> _BLOCCO DI TESTO_:
::::::
“Legge del figlio unico”: comunicare ai cittadini

Stando a quanto affermato ufficialmente, nei 30 anni di applicazione, la politica cinese sulla programmazione delle nascite (计划生育, conosciuta anche come “legge del figlio unico”), avrebbe impedito la nascita di circa 400 milioni di persone.

Molti giudicano questa cifra “irreale“, ed in effetti è difficile calcolare con ragionevole precisione quanto, nella diminuzione del tasso di fertilità in Cina, abbia contribuito la legge, e quanto le mutate condizioni di vita; leggendo le statistiche, si vede che la popolazione cinese, che cresceva velocemente fino agli anni ’60, in pochi anni vide una forte diminuzione del numero di figli per donna, fino ad arrivare agli attuali 1,7 – 1,8.

La legge ha subito numerose variazioni da quando è entrata in vigore nel 1979, diventando più elastica nel tempo, sia per quanto riguarda le misure di coercizione (o di ricompensa), sia per quanto riguarda le categorie di persone alle quali si applica. Per esempio, le minoranze etniche sono in parte esentate: questo è stato uno dei fattori che nell’ultimo decennio ha permesso una crescita maggiore della loro popolazione rispetto a quella di etnia Han; inoltre, nelle zone rurali è consentito avere un secondo parto se il primo nato è una femmina, nel tentativo di ridurre gli aborti mirati, retaggio di una cultura contadina che considerava il figlio maschio come un aiuto al lavoro dei campi, e la figlia femmina come un carico economico.

L’evoluzione della politica poi ha seguito in qualche modo l’evoluzione della società: e adesso si moltiplicano le voci che chiedono una revisione della legge, sia per venire incontro ai desideri di molte famiglie, sia perché la popolazione generale comincia ad invecchiare senza la compensazione di un numero sufficiente di nuovi nati (problema comune anche all’Italia). Le autorità ribadiscono spesso che non prevedono revisioni sostanziali a breve; ma in alcune situazioni, visto il numero eccessivo di anziani, si progetta di incoraggiare la nascita di un secondo figlio, come da un paio d’anni si discute a Shanghai (e dove in compenso hanno pensato anche al “cane unico“).
::::::
> _RIGHE ESTRATTE_:
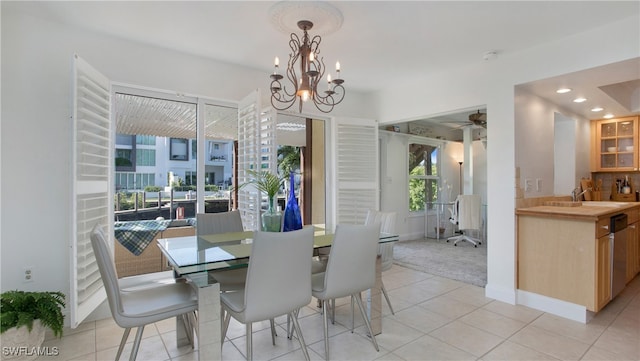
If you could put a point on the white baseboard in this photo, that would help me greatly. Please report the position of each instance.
(507, 295)
(554, 306)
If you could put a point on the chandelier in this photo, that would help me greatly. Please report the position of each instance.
(306, 85)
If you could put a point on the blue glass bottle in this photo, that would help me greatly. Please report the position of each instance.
(292, 217)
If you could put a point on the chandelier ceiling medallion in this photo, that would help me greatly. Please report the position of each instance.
(304, 77)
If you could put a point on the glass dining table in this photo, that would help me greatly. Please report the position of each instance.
(193, 257)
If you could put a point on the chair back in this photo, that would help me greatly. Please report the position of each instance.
(387, 225)
(352, 263)
(107, 271)
(214, 223)
(387, 220)
(278, 278)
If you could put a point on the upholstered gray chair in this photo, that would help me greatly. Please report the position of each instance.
(223, 222)
(277, 283)
(141, 304)
(350, 270)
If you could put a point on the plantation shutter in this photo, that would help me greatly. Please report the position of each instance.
(257, 150)
(92, 204)
(355, 160)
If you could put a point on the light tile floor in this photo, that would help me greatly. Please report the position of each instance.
(436, 319)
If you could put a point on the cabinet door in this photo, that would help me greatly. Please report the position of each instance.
(633, 249)
(603, 272)
(616, 144)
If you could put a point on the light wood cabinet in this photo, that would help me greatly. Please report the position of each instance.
(603, 272)
(615, 144)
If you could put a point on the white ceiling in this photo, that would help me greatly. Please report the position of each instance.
(379, 42)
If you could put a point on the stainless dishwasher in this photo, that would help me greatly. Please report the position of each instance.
(618, 243)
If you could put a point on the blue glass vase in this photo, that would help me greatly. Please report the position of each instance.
(292, 217)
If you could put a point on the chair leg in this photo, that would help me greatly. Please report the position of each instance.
(296, 326)
(386, 296)
(353, 318)
(333, 311)
(326, 328)
(366, 321)
(136, 343)
(249, 342)
(188, 327)
(125, 336)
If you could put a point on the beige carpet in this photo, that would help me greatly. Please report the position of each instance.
(463, 262)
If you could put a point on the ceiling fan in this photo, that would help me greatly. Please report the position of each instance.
(477, 119)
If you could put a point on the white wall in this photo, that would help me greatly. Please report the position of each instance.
(492, 83)
(539, 145)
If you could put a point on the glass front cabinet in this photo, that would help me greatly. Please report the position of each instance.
(615, 145)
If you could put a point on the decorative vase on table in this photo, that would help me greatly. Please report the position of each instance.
(292, 217)
(271, 218)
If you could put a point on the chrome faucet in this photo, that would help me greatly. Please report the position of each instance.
(576, 194)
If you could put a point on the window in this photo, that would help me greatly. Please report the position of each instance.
(190, 178)
(178, 149)
(124, 160)
(145, 157)
(134, 181)
(424, 175)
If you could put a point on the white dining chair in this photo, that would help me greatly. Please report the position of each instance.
(350, 270)
(387, 222)
(140, 303)
(277, 283)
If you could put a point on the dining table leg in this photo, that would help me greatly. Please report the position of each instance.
(208, 324)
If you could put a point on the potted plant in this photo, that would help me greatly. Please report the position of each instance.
(24, 316)
(269, 183)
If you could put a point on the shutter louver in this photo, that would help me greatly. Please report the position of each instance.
(92, 160)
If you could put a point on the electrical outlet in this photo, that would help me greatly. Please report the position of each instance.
(28, 274)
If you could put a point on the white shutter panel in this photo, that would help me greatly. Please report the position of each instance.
(92, 160)
(268, 140)
(248, 154)
(356, 169)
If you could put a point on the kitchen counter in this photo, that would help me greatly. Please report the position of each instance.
(587, 211)
(564, 257)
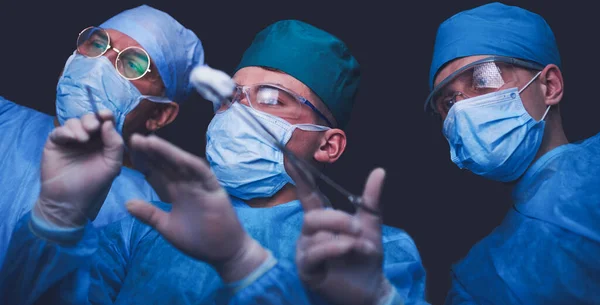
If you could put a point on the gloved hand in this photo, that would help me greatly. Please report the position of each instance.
(202, 222)
(79, 162)
(338, 255)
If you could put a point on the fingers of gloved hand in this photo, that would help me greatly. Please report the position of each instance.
(77, 128)
(90, 123)
(307, 241)
(150, 215)
(371, 197)
(106, 115)
(312, 257)
(62, 135)
(184, 163)
(113, 142)
(330, 220)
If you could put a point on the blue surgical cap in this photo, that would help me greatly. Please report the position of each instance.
(494, 29)
(174, 49)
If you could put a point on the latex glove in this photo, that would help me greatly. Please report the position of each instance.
(338, 255)
(202, 222)
(79, 162)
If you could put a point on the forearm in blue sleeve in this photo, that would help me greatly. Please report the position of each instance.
(40, 260)
(274, 282)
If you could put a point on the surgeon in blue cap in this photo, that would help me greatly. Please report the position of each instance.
(231, 233)
(496, 83)
(136, 65)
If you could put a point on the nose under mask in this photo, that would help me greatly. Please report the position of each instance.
(109, 89)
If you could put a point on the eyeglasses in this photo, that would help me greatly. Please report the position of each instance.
(305, 170)
(477, 78)
(275, 100)
(132, 62)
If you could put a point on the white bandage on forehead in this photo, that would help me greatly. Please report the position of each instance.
(487, 75)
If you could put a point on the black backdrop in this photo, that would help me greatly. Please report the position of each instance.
(444, 209)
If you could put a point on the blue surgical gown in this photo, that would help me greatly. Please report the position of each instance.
(23, 133)
(129, 263)
(547, 249)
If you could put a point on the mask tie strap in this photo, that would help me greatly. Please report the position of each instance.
(545, 113)
(529, 83)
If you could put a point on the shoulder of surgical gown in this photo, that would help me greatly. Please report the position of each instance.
(546, 250)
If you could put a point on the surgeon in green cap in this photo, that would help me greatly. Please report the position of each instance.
(239, 229)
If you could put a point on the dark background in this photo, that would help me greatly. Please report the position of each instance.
(444, 209)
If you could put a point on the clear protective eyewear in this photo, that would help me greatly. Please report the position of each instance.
(477, 78)
(274, 99)
(132, 62)
(305, 170)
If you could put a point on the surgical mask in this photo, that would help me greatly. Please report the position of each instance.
(493, 135)
(109, 89)
(246, 163)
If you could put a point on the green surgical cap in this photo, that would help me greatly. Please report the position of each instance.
(316, 58)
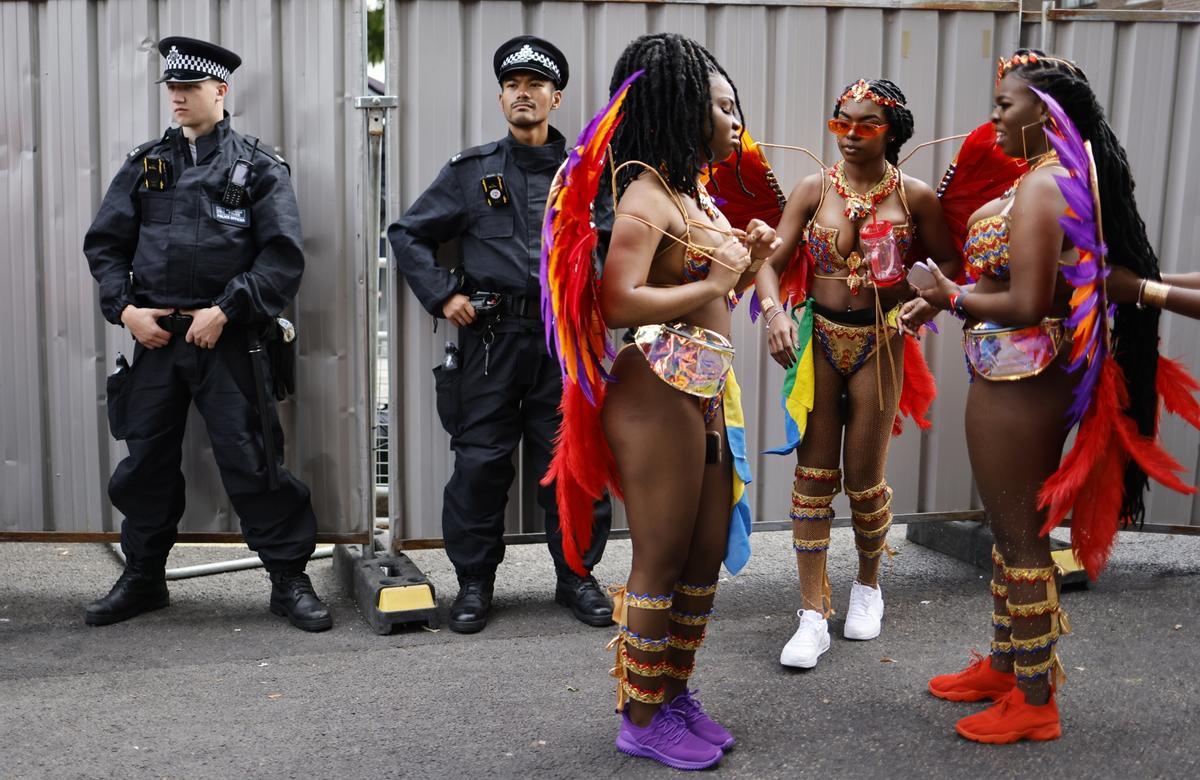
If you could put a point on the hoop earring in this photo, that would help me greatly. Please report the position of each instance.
(1025, 150)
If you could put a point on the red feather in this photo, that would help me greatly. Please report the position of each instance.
(1090, 481)
(918, 390)
(582, 467)
(981, 172)
(1177, 388)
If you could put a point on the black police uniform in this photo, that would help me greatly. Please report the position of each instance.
(165, 239)
(507, 385)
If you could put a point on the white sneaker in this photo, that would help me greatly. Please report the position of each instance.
(809, 641)
(865, 612)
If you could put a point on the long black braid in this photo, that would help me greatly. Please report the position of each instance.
(667, 111)
(1135, 331)
(900, 121)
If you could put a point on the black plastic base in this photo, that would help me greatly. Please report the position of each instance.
(390, 591)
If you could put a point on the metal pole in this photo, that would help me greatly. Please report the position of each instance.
(208, 569)
(376, 107)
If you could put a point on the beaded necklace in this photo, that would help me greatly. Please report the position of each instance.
(1049, 159)
(861, 205)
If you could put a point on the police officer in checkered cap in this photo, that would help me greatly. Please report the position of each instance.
(502, 387)
(197, 250)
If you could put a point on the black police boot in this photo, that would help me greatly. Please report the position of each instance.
(293, 598)
(468, 613)
(585, 598)
(141, 588)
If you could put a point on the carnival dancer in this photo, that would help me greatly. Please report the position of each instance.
(851, 229)
(671, 414)
(1042, 360)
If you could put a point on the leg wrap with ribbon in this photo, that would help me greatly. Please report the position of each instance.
(1036, 624)
(1001, 622)
(641, 651)
(688, 623)
(870, 514)
(811, 519)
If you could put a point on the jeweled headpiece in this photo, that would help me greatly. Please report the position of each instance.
(862, 91)
(1018, 60)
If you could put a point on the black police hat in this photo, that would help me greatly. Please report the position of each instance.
(533, 54)
(190, 60)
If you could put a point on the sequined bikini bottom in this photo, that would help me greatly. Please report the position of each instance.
(847, 339)
(1007, 354)
(691, 359)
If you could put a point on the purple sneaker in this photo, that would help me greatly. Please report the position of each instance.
(699, 723)
(667, 741)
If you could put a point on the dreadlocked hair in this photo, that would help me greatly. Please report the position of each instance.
(900, 121)
(667, 111)
(1135, 331)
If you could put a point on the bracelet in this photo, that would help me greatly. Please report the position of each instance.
(1156, 293)
(958, 305)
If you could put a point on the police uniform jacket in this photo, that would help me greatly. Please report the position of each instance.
(501, 249)
(179, 247)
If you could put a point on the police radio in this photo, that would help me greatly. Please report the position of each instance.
(235, 185)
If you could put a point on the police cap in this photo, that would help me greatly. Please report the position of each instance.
(533, 54)
(190, 60)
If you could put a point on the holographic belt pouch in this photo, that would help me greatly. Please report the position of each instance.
(688, 358)
(1006, 354)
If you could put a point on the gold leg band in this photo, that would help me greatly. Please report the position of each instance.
(870, 493)
(810, 545)
(689, 618)
(695, 591)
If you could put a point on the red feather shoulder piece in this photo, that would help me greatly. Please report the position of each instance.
(755, 196)
(1089, 483)
(981, 172)
(582, 466)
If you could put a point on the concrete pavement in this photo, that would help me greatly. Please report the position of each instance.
(215, 687)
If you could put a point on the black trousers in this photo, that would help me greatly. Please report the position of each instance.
(150, 411)
(486, 415)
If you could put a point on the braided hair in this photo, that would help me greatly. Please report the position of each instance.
(667, 111)
(900, 123)
(1135, 331)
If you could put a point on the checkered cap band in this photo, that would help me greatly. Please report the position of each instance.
(179, 61)
(526, 54)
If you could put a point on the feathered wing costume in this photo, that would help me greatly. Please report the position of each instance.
(757, 196)
(979, 173)
(583, 466)
(1090, 483)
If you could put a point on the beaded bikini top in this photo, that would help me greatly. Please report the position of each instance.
(987, 243)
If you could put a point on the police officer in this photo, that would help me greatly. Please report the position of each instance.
(505, 385)
(197, 250)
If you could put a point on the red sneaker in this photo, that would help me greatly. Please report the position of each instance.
(977, 682)
(1011, 720)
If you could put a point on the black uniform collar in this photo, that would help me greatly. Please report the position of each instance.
(207, 144)
(547, 156)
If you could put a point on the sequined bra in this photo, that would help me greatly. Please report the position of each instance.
(822, 241)
(987, 246)
(822, 244)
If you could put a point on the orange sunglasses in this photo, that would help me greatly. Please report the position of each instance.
(863, 130)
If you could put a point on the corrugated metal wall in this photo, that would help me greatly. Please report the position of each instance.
(790, 61)
(78, 93)
(1147, 77)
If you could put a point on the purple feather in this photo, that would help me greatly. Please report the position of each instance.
(1083, 310)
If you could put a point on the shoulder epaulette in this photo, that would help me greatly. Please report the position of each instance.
(264, 149)
(474, 151)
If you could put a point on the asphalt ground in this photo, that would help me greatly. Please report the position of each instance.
(216, 687)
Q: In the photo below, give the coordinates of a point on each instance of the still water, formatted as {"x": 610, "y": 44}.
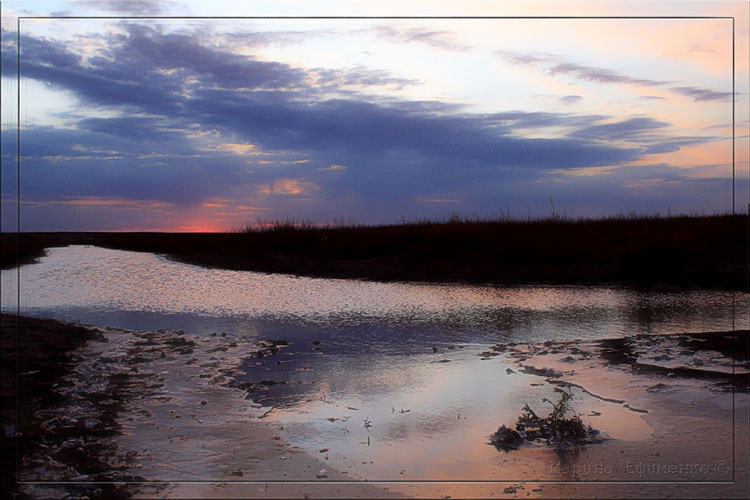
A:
{"x": 384, "y": 376}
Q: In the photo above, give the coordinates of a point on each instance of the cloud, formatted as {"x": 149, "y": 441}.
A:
{"x": 698, "y": 94}
{"x": 601, "y": 75}
{"x": 606, "y": 75}
{"x": 179, "y": 118}
{"x": 571, "y": 99}
{"x": 133, "y": 7}
{"x": 434, "y": 38}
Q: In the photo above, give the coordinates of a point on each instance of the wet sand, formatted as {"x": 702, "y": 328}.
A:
{"x": 162, "y": 412}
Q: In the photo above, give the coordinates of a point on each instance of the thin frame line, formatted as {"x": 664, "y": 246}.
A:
{"x": 18, "y": 222}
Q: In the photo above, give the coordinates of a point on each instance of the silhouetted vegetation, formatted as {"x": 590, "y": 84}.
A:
{"x": 684, "y": 251}
{"x": 562, "y": 428}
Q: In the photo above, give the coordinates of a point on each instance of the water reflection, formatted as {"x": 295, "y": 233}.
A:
{"x": 403, "y": 356}
{"x": 132, "y": 289}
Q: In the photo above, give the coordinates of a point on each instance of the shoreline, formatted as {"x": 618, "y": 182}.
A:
{"x": 164, "y": 406}
{"x": 707, "y": 252}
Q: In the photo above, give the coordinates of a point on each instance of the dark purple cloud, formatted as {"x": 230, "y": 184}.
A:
{"x": 606, "y": 75}
{"x": 164, "y": 88}
{"x": 698, "y": 94}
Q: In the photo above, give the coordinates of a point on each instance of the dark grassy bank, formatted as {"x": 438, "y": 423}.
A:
{"x": 700, "y": 251}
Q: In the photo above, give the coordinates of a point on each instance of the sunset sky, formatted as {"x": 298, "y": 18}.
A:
{"x": 210, "y": 124}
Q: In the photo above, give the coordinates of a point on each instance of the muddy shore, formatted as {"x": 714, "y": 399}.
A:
{"x": 159, "y": 414}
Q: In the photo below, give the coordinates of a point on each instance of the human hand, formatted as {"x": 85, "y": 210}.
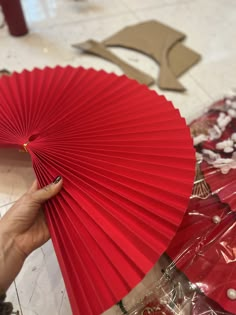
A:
{"x": 23, "y": 229}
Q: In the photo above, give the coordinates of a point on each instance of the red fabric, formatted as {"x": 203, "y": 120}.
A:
{"x": 126, "y": 181}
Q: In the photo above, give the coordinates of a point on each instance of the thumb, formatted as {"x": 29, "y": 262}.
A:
{"x": 41, "y": 195}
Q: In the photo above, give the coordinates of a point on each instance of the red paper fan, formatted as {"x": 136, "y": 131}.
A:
{"x": 127, "y": 160}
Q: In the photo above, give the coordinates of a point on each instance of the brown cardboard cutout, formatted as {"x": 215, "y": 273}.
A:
{"x": 93, "y": 47}
{"x": 156, "y": 40}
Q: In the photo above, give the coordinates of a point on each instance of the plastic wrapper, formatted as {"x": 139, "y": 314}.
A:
{"x": 199, "y": 269}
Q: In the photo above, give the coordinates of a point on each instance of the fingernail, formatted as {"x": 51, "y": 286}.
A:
{"x": 57, "y": 179}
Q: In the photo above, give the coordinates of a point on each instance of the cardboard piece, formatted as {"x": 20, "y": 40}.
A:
{"x": 96, "y": 48}
{"x": 160, "y": 42}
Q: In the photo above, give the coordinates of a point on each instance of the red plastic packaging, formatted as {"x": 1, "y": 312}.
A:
{"x": 201, "y": 276}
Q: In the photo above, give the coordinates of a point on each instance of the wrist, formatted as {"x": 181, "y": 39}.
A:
{"x": 11, "y": 261}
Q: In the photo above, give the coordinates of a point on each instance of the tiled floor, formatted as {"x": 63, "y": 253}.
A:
{"x": 54, "y": 26}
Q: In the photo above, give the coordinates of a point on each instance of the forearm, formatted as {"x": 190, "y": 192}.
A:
{"x": 11, "y": 261}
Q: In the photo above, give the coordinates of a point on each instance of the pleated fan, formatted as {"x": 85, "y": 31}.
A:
{"x": 127, "y": 160}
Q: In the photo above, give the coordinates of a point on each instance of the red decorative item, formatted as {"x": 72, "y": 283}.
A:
{"x": 127, "y": 160}
{"x": 14, "y": 17}
{"x": 204, "y": 248}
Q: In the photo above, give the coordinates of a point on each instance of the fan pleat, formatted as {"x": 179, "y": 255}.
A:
{"x": 128, "y": 164}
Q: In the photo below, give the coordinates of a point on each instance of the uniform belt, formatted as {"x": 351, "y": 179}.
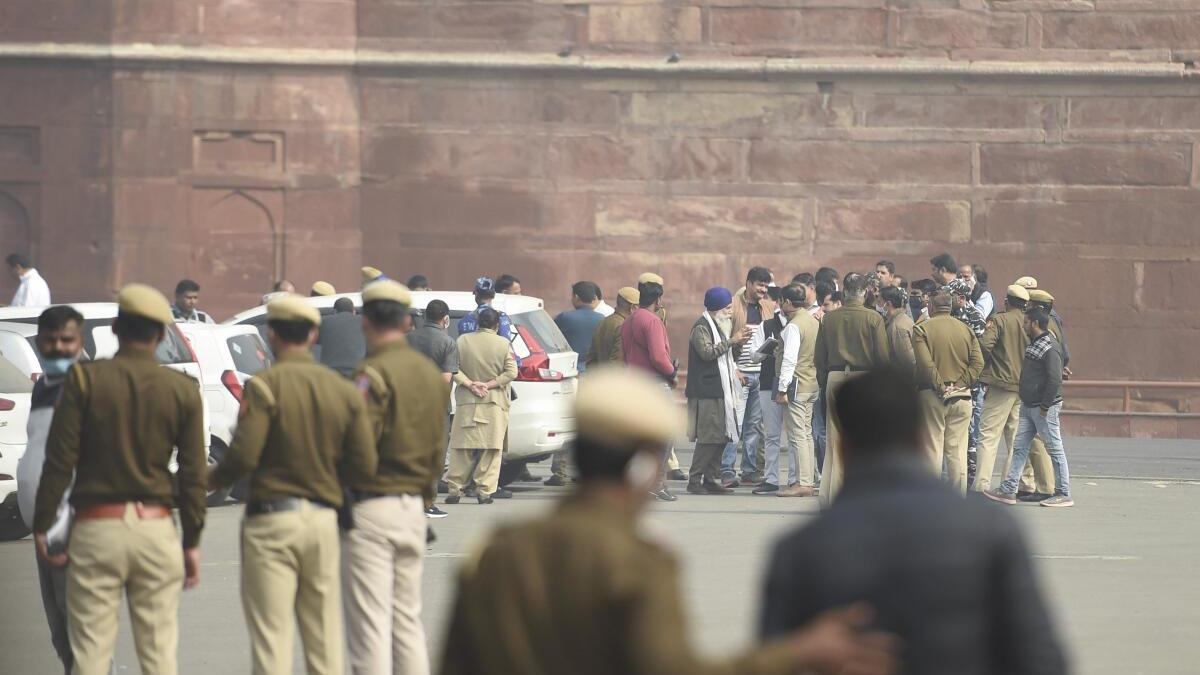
::::::
> _COSA FARE_: Secondo il testo sulla legge del figlio unico, in quale anno tale legge è entrata in vigore?

> _IN RISPOSTA_: Nel 1979.